-------- CONTEÚDO DOS DADOS

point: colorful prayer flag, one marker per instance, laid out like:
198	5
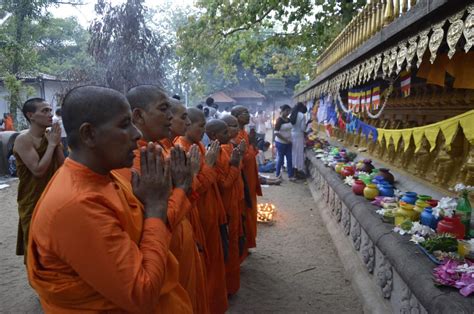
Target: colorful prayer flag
406	83
368	95
376	97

----------------

# [OBJETIVO DO EXERCÍCIO]
Reproduza todas as linhas do material acima, pedidos incluídos, deslocando cada número das coordenadas dos pontos nas respostas ao somar -143, sem mexer nos pedidos nem nos seus exemplos de formato. Deixe as imagens de fora da resposta.

# [EXERCÍCIO RESOLVIDO]
point: colorful prayer flag, one marker per instance, laid out like:
198	5
Target: colorful prayer flag
263	-60
225	-48
233	-46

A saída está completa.